TEXT SHOWN:
------------
Data generation for chatbot-retrieval?

hunkim / deep-facebook-commenter

9 stars 3 forks source link

Data generation for chatbot-retrieval? #3

Open hunkim opened 7 years ago

hunkim commented 7 years ago

Anyone interested in creating data for chatbot-retrieval?

You can use the data in https://github.com/hunkimForks/DeepQA/tree/master/data/fbdata. We need to change the format of the data to feed them to chatbot-retrieval.

jybaek commented 7 years ago

Are there guidelines for data formats?

hunkim commented 7 years ago

@jybaek For DeepQA/fbdata like_count[TAB]post[TAB]like_count_comment1[TAB]comment1[TAB]like_count_comment2[TAB]comment2[TAB]...like_count_comment_n[TAB]comment_n[TAB]

Need to transform this for chatbot-retrieval. For the data format for chatbot-retrieval, please check out the code. I haven't looked it yet.
------------
DATA LISTING:
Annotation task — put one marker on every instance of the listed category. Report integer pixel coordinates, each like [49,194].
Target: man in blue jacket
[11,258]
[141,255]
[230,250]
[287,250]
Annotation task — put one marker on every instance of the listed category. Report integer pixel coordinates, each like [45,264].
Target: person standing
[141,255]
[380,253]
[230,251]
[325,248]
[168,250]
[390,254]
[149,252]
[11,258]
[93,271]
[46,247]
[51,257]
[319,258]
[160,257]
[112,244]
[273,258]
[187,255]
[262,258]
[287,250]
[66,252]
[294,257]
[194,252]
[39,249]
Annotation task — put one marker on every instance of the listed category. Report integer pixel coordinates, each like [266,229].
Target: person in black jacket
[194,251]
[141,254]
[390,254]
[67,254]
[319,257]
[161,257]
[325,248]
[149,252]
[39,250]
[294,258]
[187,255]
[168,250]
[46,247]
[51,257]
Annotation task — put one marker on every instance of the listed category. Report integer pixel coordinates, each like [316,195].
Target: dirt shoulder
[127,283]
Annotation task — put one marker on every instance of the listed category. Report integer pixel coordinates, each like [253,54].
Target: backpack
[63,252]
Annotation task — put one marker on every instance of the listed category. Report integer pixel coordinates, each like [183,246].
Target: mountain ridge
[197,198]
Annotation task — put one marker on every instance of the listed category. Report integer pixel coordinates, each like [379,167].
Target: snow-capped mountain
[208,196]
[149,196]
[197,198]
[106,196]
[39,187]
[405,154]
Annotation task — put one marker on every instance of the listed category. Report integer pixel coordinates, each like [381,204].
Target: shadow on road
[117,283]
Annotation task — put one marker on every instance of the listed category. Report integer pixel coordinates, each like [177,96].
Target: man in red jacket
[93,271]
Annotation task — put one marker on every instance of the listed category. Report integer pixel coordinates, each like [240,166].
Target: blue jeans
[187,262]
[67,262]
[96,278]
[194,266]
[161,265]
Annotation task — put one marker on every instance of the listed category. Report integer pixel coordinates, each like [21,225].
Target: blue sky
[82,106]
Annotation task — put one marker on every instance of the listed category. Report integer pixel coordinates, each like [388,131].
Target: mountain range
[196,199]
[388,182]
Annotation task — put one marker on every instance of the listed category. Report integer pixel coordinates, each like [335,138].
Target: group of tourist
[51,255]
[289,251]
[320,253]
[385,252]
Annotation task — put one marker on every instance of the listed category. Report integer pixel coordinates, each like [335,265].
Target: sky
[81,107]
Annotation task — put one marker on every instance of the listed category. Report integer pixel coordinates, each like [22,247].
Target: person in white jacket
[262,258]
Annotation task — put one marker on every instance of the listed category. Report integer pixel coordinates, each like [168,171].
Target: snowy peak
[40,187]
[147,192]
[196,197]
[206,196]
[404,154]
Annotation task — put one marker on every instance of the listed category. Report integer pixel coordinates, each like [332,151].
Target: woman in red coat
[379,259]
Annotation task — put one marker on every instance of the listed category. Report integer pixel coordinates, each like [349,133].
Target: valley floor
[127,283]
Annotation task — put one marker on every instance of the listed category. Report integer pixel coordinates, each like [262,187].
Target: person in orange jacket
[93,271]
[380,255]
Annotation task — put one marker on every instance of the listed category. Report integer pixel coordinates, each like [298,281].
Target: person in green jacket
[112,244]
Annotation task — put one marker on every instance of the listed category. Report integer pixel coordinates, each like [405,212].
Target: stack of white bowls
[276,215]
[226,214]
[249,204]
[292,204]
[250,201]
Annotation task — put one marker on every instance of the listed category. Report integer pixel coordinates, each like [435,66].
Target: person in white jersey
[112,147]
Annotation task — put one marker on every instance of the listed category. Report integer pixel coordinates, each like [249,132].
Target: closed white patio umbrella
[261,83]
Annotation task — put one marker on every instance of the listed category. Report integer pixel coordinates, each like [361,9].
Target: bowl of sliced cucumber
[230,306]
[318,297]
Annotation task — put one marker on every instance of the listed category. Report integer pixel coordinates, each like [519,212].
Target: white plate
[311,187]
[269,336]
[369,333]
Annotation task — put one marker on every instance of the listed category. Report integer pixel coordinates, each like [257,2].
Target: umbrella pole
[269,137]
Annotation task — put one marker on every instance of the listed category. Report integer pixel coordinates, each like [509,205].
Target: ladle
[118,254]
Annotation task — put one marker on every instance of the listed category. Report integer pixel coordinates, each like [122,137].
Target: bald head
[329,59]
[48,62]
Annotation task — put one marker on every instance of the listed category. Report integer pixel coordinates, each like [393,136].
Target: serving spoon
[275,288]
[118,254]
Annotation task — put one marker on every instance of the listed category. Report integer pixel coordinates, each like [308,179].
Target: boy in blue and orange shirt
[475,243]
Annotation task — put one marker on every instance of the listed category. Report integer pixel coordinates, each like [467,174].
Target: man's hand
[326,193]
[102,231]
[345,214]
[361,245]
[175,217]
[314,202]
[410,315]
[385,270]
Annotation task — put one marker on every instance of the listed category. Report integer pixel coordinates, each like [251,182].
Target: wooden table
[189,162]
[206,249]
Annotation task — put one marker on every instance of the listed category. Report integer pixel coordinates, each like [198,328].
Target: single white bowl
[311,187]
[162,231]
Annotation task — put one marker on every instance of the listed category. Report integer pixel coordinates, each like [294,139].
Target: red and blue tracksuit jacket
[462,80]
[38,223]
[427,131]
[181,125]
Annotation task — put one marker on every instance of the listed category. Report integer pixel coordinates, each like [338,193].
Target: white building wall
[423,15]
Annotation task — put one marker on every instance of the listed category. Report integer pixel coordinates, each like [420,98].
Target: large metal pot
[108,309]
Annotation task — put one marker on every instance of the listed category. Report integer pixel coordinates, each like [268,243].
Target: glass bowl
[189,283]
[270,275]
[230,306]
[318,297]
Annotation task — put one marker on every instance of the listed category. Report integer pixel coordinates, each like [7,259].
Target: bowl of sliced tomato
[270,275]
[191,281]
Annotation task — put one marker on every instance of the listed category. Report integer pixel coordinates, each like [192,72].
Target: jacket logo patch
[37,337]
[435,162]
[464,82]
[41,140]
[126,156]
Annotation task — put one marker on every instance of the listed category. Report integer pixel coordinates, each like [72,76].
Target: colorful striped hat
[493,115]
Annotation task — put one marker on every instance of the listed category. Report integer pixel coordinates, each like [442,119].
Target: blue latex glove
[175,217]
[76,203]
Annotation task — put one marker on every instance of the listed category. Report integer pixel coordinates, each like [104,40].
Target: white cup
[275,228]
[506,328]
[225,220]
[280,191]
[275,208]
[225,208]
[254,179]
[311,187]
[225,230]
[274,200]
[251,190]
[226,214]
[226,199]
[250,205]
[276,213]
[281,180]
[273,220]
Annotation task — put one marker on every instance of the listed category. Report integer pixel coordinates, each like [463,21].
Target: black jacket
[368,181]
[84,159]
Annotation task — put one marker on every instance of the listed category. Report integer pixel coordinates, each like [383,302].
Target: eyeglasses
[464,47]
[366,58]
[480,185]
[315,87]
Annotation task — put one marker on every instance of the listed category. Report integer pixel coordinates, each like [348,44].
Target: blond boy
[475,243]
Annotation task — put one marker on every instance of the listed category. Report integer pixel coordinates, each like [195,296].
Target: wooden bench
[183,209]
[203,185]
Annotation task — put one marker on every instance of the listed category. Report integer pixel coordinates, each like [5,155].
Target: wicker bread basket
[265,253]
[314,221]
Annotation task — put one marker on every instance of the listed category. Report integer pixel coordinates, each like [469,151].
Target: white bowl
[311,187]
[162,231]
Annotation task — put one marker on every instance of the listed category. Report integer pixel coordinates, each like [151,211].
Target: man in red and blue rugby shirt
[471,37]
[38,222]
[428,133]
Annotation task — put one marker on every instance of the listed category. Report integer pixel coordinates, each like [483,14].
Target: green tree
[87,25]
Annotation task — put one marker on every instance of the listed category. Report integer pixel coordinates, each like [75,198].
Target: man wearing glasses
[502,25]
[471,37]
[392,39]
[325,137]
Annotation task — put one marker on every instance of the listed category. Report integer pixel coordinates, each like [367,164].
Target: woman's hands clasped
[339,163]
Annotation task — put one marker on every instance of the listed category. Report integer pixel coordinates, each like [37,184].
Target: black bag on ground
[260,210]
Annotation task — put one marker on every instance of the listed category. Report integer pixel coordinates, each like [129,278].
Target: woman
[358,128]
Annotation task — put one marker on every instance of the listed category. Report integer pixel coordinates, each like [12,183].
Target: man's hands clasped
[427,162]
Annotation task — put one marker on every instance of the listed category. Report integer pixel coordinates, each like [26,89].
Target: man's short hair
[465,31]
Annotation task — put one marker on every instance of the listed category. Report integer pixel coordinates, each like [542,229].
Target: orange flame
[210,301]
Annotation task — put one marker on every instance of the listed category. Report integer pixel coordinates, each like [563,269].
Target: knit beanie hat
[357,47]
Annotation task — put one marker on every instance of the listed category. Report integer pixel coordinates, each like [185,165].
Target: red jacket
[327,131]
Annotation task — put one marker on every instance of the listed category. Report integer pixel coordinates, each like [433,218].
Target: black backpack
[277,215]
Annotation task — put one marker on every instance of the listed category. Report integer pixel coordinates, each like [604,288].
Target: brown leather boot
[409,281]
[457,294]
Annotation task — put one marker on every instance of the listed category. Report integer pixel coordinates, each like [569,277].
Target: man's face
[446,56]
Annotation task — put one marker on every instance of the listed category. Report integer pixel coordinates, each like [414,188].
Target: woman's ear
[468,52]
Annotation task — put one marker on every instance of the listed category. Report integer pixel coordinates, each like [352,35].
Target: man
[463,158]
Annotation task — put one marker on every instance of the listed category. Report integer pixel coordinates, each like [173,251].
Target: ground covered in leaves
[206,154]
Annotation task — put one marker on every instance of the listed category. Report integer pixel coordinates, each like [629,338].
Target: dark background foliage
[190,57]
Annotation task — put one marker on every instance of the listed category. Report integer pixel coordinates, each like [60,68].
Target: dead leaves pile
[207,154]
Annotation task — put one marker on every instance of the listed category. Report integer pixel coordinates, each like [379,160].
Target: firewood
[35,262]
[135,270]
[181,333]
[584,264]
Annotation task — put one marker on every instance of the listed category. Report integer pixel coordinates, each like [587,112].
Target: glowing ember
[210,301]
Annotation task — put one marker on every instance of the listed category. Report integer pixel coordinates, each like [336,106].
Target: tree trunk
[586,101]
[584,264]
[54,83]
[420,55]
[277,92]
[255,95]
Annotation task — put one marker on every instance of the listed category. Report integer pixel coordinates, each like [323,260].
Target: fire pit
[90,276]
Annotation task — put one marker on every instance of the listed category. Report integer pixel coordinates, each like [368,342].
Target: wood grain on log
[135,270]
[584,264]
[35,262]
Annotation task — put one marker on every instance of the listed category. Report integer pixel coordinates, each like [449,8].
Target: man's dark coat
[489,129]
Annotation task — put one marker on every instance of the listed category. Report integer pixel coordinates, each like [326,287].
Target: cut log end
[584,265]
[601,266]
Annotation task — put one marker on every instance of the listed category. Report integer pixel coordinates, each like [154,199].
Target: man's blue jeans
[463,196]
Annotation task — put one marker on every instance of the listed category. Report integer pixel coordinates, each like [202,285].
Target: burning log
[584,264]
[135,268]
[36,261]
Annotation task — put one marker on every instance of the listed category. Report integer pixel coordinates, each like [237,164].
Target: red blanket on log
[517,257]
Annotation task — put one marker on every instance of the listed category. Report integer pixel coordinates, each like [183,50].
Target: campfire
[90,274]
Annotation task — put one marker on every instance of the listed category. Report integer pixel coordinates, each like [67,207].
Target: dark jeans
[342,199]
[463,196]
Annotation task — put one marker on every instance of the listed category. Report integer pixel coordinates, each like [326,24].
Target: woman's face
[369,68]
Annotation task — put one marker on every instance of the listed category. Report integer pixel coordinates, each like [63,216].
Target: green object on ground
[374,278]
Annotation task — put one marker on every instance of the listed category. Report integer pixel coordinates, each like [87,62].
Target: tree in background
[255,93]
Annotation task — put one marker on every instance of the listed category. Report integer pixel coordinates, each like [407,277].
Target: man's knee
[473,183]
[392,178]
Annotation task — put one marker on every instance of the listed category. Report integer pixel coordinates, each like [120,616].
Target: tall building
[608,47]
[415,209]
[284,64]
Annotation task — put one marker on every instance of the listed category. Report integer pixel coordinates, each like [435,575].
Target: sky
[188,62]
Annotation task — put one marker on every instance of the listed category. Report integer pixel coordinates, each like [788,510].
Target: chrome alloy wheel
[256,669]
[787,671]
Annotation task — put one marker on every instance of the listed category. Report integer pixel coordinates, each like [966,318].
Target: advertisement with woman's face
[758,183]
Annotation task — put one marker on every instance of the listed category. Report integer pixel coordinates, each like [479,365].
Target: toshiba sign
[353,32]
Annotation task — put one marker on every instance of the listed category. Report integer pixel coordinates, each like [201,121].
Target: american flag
------------
TRY IT:
Continue the forum thread about preparing data for chatbot-retrieval, picking up right after its last comment.

RESULT OF THE EXERCISE:
woniesong92 commented 7 years ago

@hunkim For our dataset, post_body will be the context while comment_body will be the utterance. How should we deal with the posts that have many comments? Do you want to pick the comment with the most likes as the utterance or duplicate the post for each comment?

hunkim commented 7 years ago

@woniesong92 For DeepQA/fbdata.py, I used: p c1 p c2 ... p cn

I would try many variations: p c (with most likes)

p c1 (first comment only)

etc.

Good luck!

woniesong92 commented 7 years ago

@hunkim another PR: https://github.com/hunkimForks/chatbot-retrieval/pull/3

Do you have an idea if I should generate vocab to run chatbot-retrieval? Not sure if there's a good Korean tokenizer that I can use.